Your goal. Begin at the line below that has "Kindly mark the innermost point of each instance of the shoulder" and stop after the line that has "logo shown above.". Please restate only those lines, word for word.

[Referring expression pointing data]
Content starts
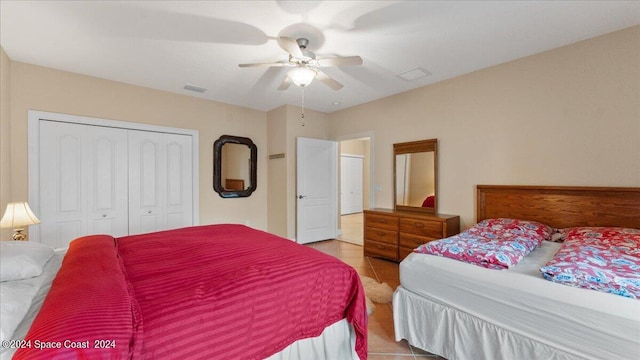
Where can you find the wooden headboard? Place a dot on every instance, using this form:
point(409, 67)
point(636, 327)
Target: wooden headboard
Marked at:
point(561, 206)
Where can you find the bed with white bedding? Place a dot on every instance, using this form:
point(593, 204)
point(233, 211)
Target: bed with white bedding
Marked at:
point(463, 311)
point(338, 340)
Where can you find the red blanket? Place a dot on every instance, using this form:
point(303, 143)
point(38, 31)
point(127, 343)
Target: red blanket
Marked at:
point(214, 292)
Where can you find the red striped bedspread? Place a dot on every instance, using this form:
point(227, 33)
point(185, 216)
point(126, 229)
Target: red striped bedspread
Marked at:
point(211, 292)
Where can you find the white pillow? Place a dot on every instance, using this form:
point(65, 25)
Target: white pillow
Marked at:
point(22, 259)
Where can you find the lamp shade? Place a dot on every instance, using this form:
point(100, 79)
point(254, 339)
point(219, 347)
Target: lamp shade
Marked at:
point(302, 76)
point(18, 214)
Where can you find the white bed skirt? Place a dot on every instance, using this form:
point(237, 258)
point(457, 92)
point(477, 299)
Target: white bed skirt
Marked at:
point(456, 335)
point(337, 341)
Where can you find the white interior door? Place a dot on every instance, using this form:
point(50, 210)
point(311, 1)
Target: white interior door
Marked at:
point(351, 184)
point(317, 193)
point(83, 182)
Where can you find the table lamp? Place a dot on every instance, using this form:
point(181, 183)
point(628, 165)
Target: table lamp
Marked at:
point(17, 216)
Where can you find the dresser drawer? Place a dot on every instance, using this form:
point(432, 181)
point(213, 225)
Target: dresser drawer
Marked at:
point(381, 222)
point(403, 253)
point(427, 228)
point(413, 241)
point(383, 250)
point(381, 235)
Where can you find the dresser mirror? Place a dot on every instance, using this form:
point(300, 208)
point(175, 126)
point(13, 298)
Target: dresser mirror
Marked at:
point(415, 168)
point(234, 166)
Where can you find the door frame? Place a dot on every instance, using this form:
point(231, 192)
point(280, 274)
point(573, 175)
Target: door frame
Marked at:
point(33, 157)
point(370, 135)
point(341, 177)
point(334, 185)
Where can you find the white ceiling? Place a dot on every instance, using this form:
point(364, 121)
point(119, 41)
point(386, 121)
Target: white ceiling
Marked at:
point(167, 44)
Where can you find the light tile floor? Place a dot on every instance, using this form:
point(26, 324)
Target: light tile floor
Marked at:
point(382, 344)
point(352, 226)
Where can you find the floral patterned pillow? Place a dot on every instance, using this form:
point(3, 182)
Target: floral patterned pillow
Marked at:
point(530, 228)
point(604, 258)
point(493, 243)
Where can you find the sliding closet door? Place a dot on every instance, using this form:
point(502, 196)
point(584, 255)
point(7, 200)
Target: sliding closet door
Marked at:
point(83, 181)
point(160, 183)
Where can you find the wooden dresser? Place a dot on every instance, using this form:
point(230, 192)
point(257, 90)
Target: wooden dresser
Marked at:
point(393, 235)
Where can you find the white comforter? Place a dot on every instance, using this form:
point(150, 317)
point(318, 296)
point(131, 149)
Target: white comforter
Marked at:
point(586, 323)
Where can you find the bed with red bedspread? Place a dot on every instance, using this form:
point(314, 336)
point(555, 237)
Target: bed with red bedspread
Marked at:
point(214, 292)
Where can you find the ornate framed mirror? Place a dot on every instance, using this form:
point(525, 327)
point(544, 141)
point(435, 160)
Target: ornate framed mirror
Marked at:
point(415, 170)
point(235, 161)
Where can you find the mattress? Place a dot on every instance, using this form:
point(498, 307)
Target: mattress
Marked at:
point(519, 304)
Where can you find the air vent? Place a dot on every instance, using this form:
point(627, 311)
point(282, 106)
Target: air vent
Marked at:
point(194, 88)
point(414, 74)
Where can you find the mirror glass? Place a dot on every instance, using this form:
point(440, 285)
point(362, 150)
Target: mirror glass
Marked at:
point(415, 165)
point(234, 166)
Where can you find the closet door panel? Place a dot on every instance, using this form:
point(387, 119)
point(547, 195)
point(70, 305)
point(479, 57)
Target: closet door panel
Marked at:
point(83, 182)
point(146, 181)
point(61, 215)
point(160, 186)
point(179, 185)
point(107, 182)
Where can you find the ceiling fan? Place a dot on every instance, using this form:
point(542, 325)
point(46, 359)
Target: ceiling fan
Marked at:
point(305, 66)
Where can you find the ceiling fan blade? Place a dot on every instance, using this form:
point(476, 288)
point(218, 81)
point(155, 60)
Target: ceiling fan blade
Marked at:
point(329, 81)
point(278, 64)
point(290, 46)
point(340, 61)
point(285, 83)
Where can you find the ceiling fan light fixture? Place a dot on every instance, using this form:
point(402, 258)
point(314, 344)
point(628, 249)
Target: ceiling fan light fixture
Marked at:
point(302, 76)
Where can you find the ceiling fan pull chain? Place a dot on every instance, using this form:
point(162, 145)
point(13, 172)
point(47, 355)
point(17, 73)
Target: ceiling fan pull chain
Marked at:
point(302, 115)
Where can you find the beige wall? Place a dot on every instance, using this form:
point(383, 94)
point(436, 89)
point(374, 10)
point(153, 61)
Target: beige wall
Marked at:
point(5, 138)
point(45, 89)
point(570, 116)
point(360, 147)
point(277, 171)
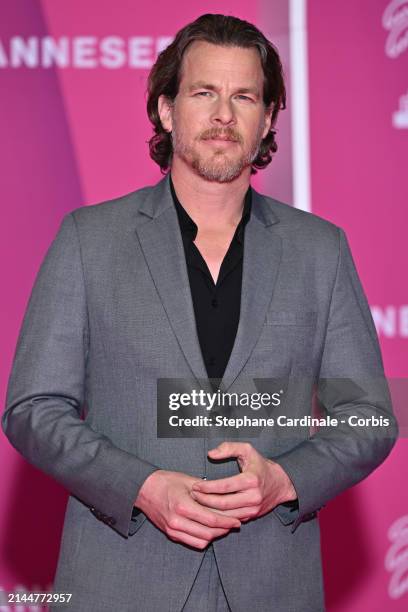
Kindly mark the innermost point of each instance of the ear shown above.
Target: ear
(164, 107)
(267, 120)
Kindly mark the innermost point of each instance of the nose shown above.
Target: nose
(223, 112)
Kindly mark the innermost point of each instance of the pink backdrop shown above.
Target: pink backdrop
(76, 134)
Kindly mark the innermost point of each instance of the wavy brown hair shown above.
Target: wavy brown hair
(164, 78)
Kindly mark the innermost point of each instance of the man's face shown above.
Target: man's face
(218, 118)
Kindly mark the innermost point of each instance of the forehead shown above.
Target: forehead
(213, 63)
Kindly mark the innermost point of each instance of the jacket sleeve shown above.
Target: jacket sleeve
(46, 391)
(351, 384)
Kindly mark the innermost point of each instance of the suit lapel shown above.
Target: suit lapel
(161, 242)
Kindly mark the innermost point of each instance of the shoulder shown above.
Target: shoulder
(303, 228)
(116, 212)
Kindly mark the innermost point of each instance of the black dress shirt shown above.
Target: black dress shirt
(216, 306)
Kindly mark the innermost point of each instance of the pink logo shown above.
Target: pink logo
(395, 19)
(396, 559)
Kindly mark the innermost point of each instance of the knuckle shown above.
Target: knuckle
(174, 523)
(257, 499)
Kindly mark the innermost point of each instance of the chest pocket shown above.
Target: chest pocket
(285, 344)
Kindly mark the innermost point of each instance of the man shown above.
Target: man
(197, 276)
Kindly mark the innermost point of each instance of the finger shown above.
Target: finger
(184, 538)
(197, 530)
(232, 484)
(227, 501)
(243, 514)
(231, 449)
(209, 518)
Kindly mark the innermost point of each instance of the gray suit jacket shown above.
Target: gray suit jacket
(109, 314)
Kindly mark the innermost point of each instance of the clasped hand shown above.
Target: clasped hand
(195, 512)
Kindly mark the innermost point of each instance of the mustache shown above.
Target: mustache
(226, 134)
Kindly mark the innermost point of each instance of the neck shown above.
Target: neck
(209, 203)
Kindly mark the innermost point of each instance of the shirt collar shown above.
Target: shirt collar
(189, 227)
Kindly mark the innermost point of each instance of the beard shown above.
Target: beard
(218, 165)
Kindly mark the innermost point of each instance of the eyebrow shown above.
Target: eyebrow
(203, 85)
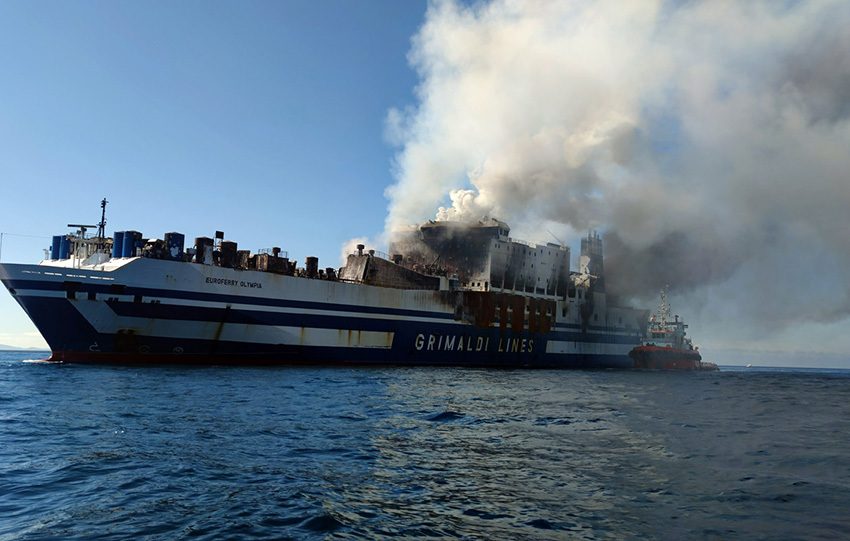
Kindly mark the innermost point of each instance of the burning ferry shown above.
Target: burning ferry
(458, 294)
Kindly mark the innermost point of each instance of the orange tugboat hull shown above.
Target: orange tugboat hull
(665, 358)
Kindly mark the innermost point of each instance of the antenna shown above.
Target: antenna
(82, 228)
(101, 227)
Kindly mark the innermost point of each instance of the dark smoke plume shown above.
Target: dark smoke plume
(709, 141)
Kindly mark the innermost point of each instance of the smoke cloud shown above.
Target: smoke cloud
(709, 141)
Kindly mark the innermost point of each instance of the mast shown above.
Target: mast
(101, 227)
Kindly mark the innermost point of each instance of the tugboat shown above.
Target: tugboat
(665, 346)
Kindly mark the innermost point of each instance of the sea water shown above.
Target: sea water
(111, 452)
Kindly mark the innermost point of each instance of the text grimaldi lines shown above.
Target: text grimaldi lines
(452, 342)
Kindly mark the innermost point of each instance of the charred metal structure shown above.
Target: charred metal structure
(452, 293)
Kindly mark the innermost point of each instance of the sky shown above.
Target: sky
(707, 141)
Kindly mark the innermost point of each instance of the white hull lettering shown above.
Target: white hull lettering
(468, 343)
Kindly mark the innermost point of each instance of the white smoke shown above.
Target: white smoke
(709, 140)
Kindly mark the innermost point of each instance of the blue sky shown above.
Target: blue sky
(267, 120)
(263, 119)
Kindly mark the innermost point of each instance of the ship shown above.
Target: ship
(666, 345)
(451, 294)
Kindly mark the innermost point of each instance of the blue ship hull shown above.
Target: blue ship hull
(147, 311)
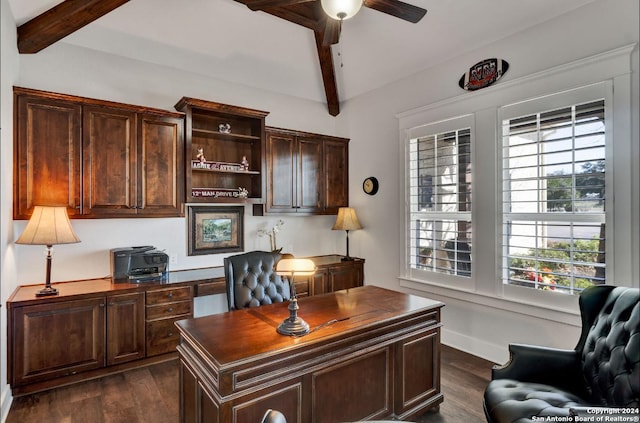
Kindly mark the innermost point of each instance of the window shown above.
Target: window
(553, 208)
(439, 232)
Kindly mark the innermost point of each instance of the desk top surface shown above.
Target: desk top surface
(243, 334)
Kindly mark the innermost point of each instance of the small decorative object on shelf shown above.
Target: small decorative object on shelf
(200, 155)
(218, 166)
(219, 193)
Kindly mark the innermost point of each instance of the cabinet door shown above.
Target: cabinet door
(336, 176)
(109, 173)
(56, 339)
(125, 328)
(320, 282)
(160, 166)
(310, 175)
(47, 154)
(281, 172)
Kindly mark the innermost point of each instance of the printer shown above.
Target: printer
(139, 264)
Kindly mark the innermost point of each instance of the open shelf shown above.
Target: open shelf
(219, 139)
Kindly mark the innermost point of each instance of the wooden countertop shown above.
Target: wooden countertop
(82, 288)
(207, 281)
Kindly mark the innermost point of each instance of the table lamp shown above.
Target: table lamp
(48, 226)
(347, 220)
(294, 325)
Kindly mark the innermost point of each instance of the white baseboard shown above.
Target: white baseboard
(5, 403)
(478, 347)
Content ends
Completed exercise.
Kindly mark the innermost point of each instance of the shoulder shown above.
Target: shoulder
(303, 228)
(116, 212)
Kindly mark the innermost point of each instance of the black dress shirt shown above.
Target: black dress shirt
(216, 306)
Kindly mark the innermost point of each instance of the pink logo shown above.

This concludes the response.